(Records held in a dataset)
..........

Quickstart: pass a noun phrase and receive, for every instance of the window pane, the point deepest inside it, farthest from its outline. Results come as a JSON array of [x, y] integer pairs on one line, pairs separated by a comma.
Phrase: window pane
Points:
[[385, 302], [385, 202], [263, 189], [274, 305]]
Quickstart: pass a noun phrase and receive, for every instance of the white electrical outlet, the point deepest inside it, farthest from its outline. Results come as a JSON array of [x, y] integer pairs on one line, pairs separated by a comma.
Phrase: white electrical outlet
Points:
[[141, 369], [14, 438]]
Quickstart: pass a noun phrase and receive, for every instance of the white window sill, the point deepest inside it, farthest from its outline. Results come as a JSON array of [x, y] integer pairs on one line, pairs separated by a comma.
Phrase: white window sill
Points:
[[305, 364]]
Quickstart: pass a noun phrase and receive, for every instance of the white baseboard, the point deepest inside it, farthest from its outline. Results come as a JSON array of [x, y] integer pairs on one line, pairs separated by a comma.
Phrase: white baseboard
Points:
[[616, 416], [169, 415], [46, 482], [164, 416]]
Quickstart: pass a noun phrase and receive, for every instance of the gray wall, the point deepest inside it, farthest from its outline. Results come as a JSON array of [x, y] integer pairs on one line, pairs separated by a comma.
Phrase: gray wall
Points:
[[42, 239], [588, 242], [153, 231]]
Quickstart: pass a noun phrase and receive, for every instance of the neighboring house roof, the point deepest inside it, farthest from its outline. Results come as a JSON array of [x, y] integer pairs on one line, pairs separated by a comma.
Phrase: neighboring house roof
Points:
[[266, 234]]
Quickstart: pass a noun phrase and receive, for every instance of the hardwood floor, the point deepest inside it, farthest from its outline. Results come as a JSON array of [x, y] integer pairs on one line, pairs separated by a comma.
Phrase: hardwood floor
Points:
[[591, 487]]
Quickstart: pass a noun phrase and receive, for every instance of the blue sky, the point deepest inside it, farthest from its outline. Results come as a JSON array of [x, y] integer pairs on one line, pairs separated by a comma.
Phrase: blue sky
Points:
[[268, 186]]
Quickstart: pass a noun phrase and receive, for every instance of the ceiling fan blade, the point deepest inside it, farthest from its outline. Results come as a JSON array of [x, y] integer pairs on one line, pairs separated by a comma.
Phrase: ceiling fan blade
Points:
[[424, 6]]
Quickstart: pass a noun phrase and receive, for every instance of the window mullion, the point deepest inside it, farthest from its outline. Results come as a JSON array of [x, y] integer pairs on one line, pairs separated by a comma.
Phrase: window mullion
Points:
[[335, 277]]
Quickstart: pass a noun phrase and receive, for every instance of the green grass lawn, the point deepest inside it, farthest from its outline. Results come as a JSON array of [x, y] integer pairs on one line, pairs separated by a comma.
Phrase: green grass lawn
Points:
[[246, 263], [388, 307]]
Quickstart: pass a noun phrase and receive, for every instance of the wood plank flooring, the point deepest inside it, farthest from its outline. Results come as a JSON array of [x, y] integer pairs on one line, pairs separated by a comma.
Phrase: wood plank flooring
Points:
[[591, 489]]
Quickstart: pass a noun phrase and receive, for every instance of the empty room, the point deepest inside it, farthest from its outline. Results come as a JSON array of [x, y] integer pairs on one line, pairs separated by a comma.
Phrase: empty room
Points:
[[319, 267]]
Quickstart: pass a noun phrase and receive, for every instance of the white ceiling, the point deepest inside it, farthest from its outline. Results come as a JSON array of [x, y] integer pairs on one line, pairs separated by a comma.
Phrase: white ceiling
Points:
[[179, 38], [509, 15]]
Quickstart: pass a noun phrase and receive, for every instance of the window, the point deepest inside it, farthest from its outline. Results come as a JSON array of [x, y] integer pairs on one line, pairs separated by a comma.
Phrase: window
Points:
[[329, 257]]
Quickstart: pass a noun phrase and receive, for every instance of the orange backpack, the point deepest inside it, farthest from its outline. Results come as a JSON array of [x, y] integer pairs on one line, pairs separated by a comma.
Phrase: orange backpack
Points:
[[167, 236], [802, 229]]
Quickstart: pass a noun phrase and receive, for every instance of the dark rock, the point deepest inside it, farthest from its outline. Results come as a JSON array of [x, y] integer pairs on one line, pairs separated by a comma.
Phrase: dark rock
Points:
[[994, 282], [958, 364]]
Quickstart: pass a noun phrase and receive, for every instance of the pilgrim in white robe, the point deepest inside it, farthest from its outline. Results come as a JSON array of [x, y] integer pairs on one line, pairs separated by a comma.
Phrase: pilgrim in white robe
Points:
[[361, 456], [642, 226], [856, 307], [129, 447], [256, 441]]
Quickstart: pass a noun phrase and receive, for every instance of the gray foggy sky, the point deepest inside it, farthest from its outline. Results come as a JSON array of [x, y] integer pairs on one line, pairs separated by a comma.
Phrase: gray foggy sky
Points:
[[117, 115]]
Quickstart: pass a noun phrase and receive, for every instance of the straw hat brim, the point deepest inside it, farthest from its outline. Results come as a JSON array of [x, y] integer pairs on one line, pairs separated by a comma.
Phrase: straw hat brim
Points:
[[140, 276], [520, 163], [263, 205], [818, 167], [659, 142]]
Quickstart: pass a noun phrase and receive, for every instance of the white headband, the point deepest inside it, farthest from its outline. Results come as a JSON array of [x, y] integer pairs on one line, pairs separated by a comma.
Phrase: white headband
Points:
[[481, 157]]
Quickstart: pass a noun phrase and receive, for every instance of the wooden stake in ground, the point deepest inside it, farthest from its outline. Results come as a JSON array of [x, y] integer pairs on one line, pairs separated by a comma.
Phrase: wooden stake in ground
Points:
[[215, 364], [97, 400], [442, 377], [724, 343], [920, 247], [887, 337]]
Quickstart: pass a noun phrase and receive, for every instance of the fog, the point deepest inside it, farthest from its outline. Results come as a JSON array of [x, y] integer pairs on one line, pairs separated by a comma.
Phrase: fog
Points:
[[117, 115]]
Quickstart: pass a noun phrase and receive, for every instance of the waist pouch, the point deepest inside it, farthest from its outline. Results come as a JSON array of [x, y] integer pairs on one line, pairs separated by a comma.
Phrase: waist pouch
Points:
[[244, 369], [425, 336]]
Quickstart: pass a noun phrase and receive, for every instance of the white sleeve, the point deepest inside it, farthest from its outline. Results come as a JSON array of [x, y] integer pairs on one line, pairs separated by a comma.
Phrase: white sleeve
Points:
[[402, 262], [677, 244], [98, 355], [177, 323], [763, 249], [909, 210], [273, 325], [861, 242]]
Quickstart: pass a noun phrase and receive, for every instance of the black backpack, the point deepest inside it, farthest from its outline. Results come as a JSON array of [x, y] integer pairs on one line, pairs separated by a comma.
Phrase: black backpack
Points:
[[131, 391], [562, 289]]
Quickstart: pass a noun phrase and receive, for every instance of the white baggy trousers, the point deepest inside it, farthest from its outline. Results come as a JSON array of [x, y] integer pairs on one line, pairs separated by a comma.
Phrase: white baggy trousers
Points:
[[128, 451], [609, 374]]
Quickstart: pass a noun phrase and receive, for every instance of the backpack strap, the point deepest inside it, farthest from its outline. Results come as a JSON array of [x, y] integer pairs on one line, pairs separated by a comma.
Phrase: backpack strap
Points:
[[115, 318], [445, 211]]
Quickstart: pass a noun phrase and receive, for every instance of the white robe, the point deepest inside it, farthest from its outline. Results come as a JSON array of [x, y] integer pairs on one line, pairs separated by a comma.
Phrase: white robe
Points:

..........

» AIM OF THE TASK
Can you render the records, from the line containing "the fog, the" through the end of the records (both ends included), as a JSON list of strings with one string per line and blank lines left out?

» RESULT OF THE TASK
[
  "Quickstart: pass a noun phrase and receive, for every instance of the fog, the point deepest inside it, farthest from its outline. Results come as a JSON array of [x, y] integer pairs on one line, pairs separated by a comma.",
  "Phrase: fog",
  "Points:",
  "[[117, 115]]",
  "Quickstart: pass a noun phrase and receive, for every instance of the waist pouch, the point deepest inside it, farthest from its outline. Results come as a JSON array of [x, y] integer pairs on one line, pairs separated by a comma.",
  "Phrase: waist pouch",
  "Points:",
  "[[244, 369], [425, 336]]",
  "Quickstart: pass a noun phrase and receive, for every instance of the white sleeve, the point deepest inside it, farthest from its outline. Results come as a JSON array of [x, y] integer pairs on one line, pairs separated by a comma.",
  "Phrase: white sleeve",
  "Points:",
  "[[402, 262], [677, 244], [98, 355], [177, 323], [763, 249], [909, 210], [273, 325], [861, 242]]",
  "Quickstart: pass a noun phrase and receive, for every instance of the black backpack, the point deepest inside it, farthest from its outline. Results come as a JSON array of [x, y] integer pairs on one line, pairs separated by a comma.",
  "Phrase: black backpack",
  "Points:",
  "[[131, 391], [562, 289]]",
  "Quickstart: pass a noun phrase and receive, for every instance of the white baggy trousers, the point deepest inside it, farthest from its outline. Results come as a JSON array of [x, y] integer pairs on one line, pairs separated by a comma.",
  "Phrase: white baggy trousers",
  "Points:",
  "[[128, 451], [609, 374]]",
  "Quickstart: pass a noun phrase and receive, for every instance of the backpack strap, the point deepest inside it, farthest from its outline. Results come as a JSON array of [x, y] integer pairs on one line, pairs separated by a comma.",
  "Phrase: backpack strap",
  "Points:",
  "[[115, 318], [445, 211]]",
  "Quickstart: pass a noun phrase and receive, for every instance of the white robe, the point deepest inside it, farthest from its outline. Results come as a JSON array of [x, y] integer pairs on one line, pairs separated by a comma.",
  "Phrase: white robe",
  "Points:"
]